## Do this:
Carry on the forum thread about the funny video and the performer's prop from the point at which it stops.

## Text excerpt:
********
# funny vid - nice prop



## Lilly (Jun 13, 2006)

this guy is funny ..I like his little prop too


----------



## pyro (Oct 7, 2006)

I'll kill you


----------



## Revenant (Mar 17, 2007)

I love Jeff Dunham... but my all-time favorite character of his is and always will be Peanut.


----------



## GothicCandle (Mar 26, 2007)

oh hes awesome! I would love to see his show live. My uncle got to, So jealous.


----------



## NickG (Sep 12, 2006)

good one.


----------



## Sickie Ickie (Jun 20, 2006)
********
[Stored items]
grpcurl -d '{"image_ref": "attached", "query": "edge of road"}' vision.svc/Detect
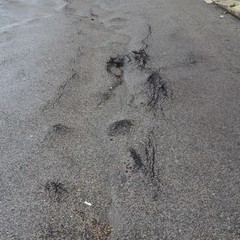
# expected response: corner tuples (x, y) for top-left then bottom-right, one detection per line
(212, 0), (240, 20)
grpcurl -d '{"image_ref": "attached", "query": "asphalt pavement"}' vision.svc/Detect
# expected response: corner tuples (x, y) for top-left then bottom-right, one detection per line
(0, 0), (240, 240)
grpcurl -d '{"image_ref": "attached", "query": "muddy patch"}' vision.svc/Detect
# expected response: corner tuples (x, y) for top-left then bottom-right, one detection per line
(145, 71), (169, 109)
(107, 119), (134, 137)
(127, 133), (157, 181)
(132, 49), (149, 70)
(106, 56), (124, 78)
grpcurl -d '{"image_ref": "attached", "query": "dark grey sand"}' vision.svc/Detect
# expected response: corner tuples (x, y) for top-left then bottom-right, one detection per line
(0, 0), (240, 240)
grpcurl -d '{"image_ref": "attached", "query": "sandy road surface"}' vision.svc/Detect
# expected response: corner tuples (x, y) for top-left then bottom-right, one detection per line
(0, 0), (240, 240)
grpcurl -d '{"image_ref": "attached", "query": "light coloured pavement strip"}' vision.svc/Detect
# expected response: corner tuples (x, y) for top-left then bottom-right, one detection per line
(204, 0), (240, 18)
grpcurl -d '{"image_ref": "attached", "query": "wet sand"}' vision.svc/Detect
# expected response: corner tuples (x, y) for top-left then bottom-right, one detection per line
(0, 0), (240, 240)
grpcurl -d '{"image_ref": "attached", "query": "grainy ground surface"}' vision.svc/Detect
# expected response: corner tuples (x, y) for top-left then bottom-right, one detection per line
(0, 0), (240, 240)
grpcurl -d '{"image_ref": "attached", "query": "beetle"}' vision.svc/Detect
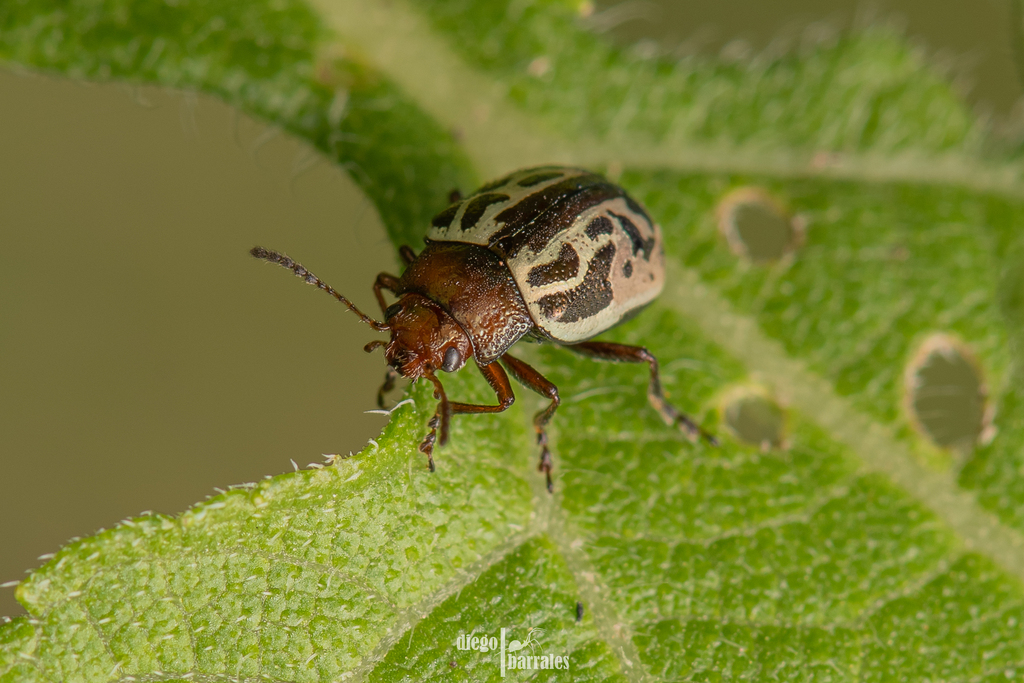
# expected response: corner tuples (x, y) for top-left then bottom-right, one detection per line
(251, 166), (717, 492)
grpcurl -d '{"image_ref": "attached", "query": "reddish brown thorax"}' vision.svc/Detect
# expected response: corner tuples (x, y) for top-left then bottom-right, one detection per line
(384, 293), (473, 380)
(386, 242), (534, 366)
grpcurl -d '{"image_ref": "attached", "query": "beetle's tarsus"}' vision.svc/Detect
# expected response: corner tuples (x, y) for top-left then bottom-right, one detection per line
(537, 440), (555, 494)
(420, 430), (437, 472)
(567, 342), (718, 445)
(376, 366), (398, 410)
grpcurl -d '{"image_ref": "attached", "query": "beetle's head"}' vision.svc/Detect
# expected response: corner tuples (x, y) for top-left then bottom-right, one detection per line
(384, 294), (473, 380)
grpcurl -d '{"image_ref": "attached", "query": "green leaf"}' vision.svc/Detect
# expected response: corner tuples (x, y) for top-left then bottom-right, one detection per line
(0, 0), (1024, 681)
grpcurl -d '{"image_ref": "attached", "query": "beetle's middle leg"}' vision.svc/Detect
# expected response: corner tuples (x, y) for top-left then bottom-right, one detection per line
(502, 353), (561, 494)
(565, 342), (718, 445)
(420, 362), (515, 472)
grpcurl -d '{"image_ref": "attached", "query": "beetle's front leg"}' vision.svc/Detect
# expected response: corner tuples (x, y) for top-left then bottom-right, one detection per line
(377, 366), (398, 408)
(502, 353), (561, 494)
(565, 342), (718, 445)
(374, 272), (398, 315)
(420, 362), (515, 472)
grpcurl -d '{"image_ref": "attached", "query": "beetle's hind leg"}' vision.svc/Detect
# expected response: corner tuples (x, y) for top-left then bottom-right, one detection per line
(502, 353), (561, 494)
(565, 342), (718, 445)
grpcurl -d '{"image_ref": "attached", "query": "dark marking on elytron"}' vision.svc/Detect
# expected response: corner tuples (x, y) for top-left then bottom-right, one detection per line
(537, 243), (615, 323)
(476, 173), (515, 194)
(461, 193), (509, 232)
(625, 195), (654, 225)
(608, 211), (654, 261)
(430, 204), (462, 227)
(487, 174), (623, 259)
(526, 243), (580, 287)
(587, 216), (615, 240)
(516, 171), (562, 187)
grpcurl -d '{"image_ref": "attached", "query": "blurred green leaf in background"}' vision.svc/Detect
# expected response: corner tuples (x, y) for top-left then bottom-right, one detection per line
(0, 0), (1024, 681)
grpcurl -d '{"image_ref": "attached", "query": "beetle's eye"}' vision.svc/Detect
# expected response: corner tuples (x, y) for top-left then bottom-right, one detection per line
(441, 346), (462, 373)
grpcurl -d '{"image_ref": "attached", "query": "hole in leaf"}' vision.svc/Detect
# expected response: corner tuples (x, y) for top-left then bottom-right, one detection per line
(718, 187), (804, 263)
(904, 334), (987, 450)
(723, 388), (785, 451)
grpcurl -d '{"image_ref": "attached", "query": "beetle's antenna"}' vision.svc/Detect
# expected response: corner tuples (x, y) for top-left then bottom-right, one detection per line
(249, 247), (391, 332)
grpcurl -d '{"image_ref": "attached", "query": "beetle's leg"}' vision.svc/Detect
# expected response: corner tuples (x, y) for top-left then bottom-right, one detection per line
(565, 342), (718, 445)
(420, 362), (515, 472)
(374, 272), (398, 315)
(502, 353), (561, 494)
(452, 362), (515, 415)
(377, 366), (398, 408)
(398, 245), (416, 265)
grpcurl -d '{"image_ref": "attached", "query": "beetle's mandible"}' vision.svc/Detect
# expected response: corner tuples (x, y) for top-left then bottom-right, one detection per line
(251, 166), (715, 492)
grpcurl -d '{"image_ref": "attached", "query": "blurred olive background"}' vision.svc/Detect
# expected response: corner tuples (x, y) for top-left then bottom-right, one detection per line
(0, 0), (1021, 615)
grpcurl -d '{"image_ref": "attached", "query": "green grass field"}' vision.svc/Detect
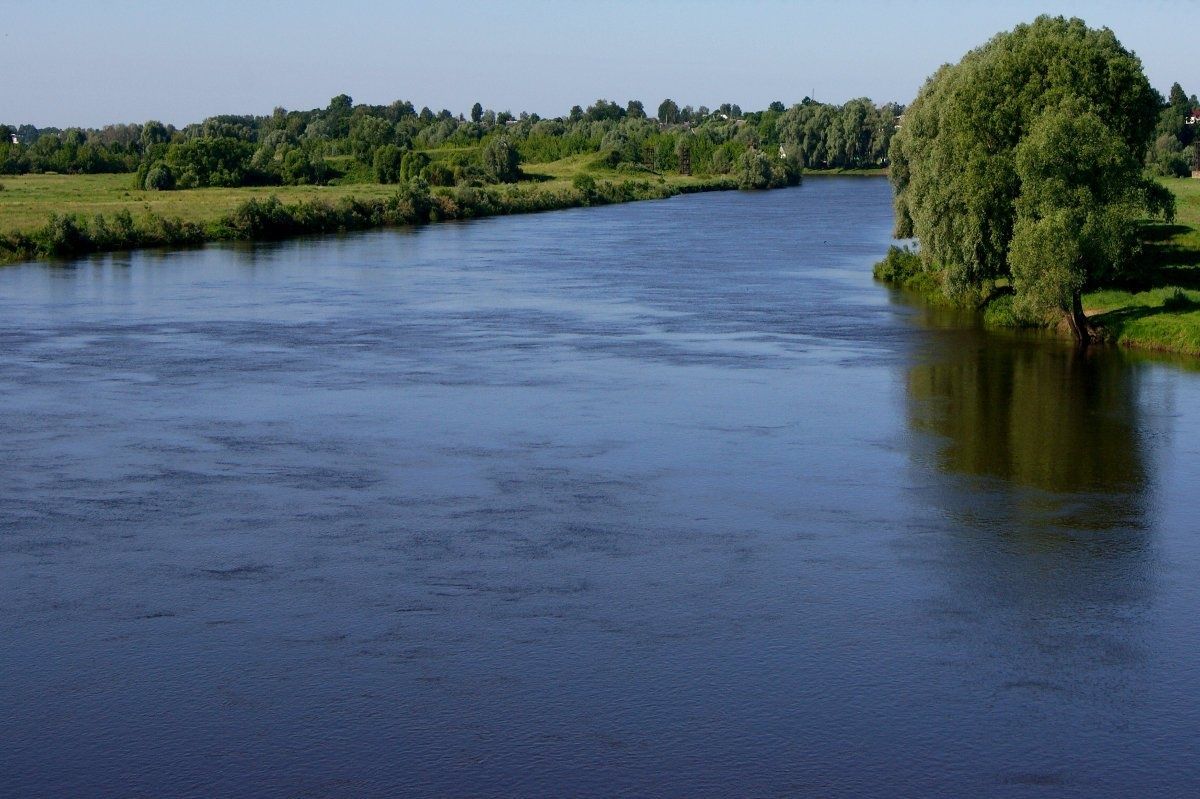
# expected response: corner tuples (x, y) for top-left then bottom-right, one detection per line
(1084, 178), (1200, 355)
(0, 155), (707, 234)
(7, 165), (1200, 355)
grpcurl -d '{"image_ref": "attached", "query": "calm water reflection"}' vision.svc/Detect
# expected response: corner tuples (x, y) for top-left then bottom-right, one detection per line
(0, 179), (1200, 797)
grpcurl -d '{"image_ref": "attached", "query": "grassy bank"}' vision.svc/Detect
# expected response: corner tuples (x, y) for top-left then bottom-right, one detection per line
(875, 178), (1200, 355)
(1084, 178), (1200, 355)
(0, 157), (734, 263)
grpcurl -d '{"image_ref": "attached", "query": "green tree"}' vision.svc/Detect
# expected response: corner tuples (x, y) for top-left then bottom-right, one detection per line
(350, 116), (396, 163)
(737, 148), (772, 188)
(892, 17), (1169, 341)
(1009, 101), (1159, 341)
(143, 161), (175, 192)
(371, 144), (404, 184)
(481, 136), (521, 184)
(659, 97), (679, 125)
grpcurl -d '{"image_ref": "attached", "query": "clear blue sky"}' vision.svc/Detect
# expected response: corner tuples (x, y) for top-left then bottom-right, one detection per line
(0, 0), (1200, 127)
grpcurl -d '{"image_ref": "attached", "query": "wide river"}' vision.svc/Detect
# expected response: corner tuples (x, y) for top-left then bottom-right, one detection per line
(0, 178), (1200, 798)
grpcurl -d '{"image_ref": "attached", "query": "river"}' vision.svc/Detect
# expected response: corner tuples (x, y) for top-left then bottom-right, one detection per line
(0, 178), (1200, 798)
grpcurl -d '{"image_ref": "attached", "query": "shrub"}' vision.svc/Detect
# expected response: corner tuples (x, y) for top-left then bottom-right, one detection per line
(1163, 289), (1196, 311)
(371, 144), (406, 184)
(142, 161), (175, 192)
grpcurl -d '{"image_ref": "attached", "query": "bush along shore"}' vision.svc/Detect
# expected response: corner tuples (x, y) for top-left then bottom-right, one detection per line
(0, 175), (739, 263)
(875, 219), (1200, 355)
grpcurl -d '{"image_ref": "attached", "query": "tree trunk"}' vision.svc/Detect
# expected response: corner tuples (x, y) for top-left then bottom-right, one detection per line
(1067, 292), (1092, 348)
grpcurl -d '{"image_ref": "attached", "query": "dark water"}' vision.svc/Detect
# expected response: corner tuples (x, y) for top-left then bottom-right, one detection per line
(0, 179), (1200, 797)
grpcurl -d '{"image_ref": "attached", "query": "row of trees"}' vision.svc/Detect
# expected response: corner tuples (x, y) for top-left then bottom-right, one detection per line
(890, 17), (1187, 343)
(1146, 83), (1200, 178)
(0, 95), (902, 190)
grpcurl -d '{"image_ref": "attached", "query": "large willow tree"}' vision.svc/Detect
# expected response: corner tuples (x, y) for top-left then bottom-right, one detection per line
(890, 17), (1172, 342)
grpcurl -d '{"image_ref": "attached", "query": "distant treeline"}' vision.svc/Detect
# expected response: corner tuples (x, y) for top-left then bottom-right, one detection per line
(0, 95), (904, 191)
(0, 175), (734, 263)
(1146, 83), (1200, 178)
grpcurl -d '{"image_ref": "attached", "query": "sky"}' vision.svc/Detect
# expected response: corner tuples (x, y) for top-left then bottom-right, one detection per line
(0, 0), (1200, 127)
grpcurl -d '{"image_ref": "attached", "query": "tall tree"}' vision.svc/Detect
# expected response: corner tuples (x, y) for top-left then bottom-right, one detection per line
(890, 17), (1170, 341)
(659, 97), (679, 125)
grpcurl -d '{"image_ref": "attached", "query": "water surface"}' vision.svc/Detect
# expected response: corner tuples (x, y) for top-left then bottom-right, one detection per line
(0, 178), (1200, 797)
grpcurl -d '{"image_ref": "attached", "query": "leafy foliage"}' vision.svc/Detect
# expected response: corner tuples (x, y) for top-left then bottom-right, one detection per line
(890, 17), (1169, 333)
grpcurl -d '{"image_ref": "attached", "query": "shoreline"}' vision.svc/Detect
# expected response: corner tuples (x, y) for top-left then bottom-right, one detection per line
(0, 171), (739, 265)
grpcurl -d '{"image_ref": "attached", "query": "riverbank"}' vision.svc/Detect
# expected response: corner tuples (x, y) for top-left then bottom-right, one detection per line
(875, 178), (1200, 355)
(0, 157), (736, 263)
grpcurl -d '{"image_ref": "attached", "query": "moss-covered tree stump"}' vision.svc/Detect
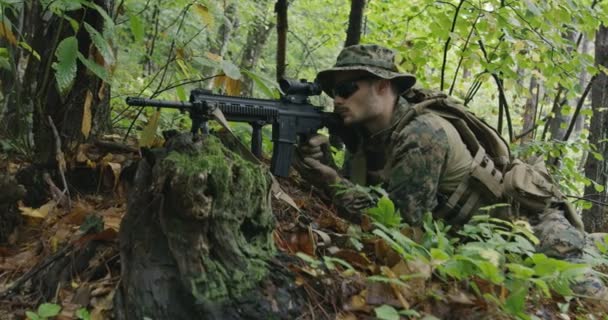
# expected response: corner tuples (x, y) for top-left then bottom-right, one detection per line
(116, 134), (299, 319)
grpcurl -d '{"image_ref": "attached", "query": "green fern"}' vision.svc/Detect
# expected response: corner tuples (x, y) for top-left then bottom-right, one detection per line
(53, 36), (78, 94)
(78, 52), (110, 83)
(84, 22), (115, 65)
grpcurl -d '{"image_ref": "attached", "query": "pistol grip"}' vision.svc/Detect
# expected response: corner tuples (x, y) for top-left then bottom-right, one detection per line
(270, 141), (295, 177)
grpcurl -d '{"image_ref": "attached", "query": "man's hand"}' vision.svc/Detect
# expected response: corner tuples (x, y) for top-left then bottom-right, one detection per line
(294, 134), (340, 188)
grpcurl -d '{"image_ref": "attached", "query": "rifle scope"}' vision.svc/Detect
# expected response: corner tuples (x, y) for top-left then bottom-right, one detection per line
(279, 78), (321, 96)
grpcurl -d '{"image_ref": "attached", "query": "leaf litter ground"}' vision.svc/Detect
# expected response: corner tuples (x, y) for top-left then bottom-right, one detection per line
(0, 147), (601, 320)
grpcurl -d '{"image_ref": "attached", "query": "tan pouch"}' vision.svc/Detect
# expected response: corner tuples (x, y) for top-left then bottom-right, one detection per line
(503, 158), (561, 212)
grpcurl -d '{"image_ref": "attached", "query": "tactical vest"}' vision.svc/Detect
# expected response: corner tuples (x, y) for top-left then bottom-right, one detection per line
(351, 92), (583, 230)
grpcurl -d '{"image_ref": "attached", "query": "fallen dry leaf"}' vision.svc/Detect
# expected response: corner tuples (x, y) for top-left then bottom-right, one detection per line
(18, 200), (57, 219)
(333, 249), (372, 270)
(343, 290), (371, 312)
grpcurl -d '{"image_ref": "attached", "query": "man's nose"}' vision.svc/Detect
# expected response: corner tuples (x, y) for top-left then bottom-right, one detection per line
(334, 95), (345, 106)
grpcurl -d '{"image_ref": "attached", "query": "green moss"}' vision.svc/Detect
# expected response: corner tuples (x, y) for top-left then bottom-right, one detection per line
(161, 136), (275, 303)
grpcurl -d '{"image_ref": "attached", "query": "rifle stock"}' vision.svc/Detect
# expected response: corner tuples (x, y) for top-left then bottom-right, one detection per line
(126, 81), (344, 177)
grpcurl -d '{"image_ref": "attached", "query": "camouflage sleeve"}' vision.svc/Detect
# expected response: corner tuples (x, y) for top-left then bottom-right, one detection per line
(385, 116), (450, 225)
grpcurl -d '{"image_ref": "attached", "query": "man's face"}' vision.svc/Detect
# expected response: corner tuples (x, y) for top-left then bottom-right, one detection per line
(333, 71), (380, 125)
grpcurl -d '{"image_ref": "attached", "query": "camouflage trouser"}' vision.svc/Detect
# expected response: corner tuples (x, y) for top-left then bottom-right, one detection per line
(534, 208), (586, 260)
(533, 209), (608, 311)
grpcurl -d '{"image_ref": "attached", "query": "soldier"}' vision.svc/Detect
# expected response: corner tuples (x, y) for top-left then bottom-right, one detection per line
(296, 45), (608, 297)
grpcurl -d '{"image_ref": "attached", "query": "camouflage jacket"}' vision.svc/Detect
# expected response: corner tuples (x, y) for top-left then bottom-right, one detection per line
(334, 98), (473, 225)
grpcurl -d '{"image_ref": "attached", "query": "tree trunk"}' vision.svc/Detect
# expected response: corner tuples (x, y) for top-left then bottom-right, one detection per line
(572, 38), (593, 137)
(22, 0), (112, 165)
(275, 0), (289, 81)
(520, 76), (540, 144)
(202, 2), (239, 89)
(583, 25), (608, 232)
(115, 133), (303, 319)
(240, 0), (275, 96)
(344, 0), (365, 47)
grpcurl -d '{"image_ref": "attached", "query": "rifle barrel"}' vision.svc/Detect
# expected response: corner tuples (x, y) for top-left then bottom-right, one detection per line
(127, 97), (192, 109)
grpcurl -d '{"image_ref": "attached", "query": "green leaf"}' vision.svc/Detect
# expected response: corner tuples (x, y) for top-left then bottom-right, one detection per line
(0, 0), (23, 6)
(25, 311), (42, 320)
(529, 278), (551, 298)
(175, 86), (188, 101)
(76, 308), (91, 320)
(19, 41), (40, 61)
(365, 196), (401, 228)
(507, 263), (534, 279)
(296, 252), (321, 268)
(84, 22), (115, 65)
(81, 0), (115, 36)
(129, 14), (145, 42)
(505, 281), (528, 315)
(241, 70), (278, 99)
(374, 304), (399, 320)
(38, 303), (61, 318)
(78, 52), (110, 83)
(593, 182), (605, 192)
(220, 60), (242, 80)
(53, 36), (79, 94)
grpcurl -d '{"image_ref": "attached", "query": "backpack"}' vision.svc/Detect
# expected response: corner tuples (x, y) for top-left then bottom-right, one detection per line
(395, 90), (583, 230)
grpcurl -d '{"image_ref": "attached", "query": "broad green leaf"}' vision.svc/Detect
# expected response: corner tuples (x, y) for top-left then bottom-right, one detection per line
(374, 304), (400, 320)
(0, 20), (17, 45)
(529, 278), (551, 298)
(175, 86), (188, 101)
(192, 57), (221, 69)
(220, 60), (242, 80)
(82, 1), (115, 37)
(506, 263), (534, 278)
(80, 90), (93, 139)
(129, 14), (145, 42)
(50, 0), (86, 14)
(505, 280), (528, 315)
(365, 196), (401, 227)
(593, 182), (605, 192)
(25, 311), (43, 320)
(296, 252), (321, 268)
(78, 52), (110, 83)
(19, 41), (40, 61)
(139, 110), (160, 147)
(38, 303), (61, 318)
(84, 22), (114, 66)
(76, 308), (91, 320)
(192, 3), (215, 28)
(53, 36), (80, 94)
(0, 0), (24, 6)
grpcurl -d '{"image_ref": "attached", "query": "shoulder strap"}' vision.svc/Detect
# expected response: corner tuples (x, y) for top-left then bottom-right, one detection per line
(395, 96), (510, 223)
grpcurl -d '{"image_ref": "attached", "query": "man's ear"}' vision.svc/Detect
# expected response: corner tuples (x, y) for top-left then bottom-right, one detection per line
(378, 79), (392, 92)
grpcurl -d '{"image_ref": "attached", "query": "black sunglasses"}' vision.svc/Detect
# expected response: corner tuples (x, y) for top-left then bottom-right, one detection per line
(332, 75), (376, 99)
********
## Output of the exercise:
Years ago I performed on the same stage as Jeff, and he and I had some nice conversations. He and Ronn Lucas were doing well already, but we had no idea that they would still be going to this day...of course Ronn WAS a business major, so he did have the skills. He actually sold stock in himself! Wonder how much it's worth today? heh


----------



## Hauntiholik (May 17, 2006)

SILENCE!!!!
That was very funny!


----------



## beelce (Jul 21, 2007)

I kill you too!!


----------



## Spooky1 (Aug 25, 2008)

He's a riot.. I love Ac-phlegm-med


----------



## Wyatt Furr (Jun 5, 2006)

Needed a good laugh.That was great.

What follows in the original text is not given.